* [Data for analysis]:

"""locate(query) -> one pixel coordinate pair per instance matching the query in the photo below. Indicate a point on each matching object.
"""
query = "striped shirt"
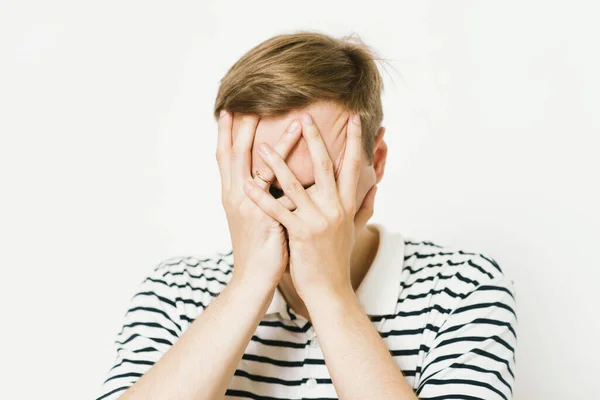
(447, 316)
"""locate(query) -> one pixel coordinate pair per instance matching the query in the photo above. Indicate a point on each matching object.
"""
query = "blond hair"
(292, 71)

* [Work required]: The copy must match each record exactly, apart from the images, which stay out.

* [Solution to this problem]:
"""locate(query) -> one pixel coordinate pair per instance matching the query in the photo below. Indicate a point on each matching object.
"""
query = "striped shirt"
(447, 316)
"""locate(query) -> one pixel coordinate pair per instance matching the query in the photo above. Indicate a point on each matching object.
"""
query = "blond hair"
(292, 71)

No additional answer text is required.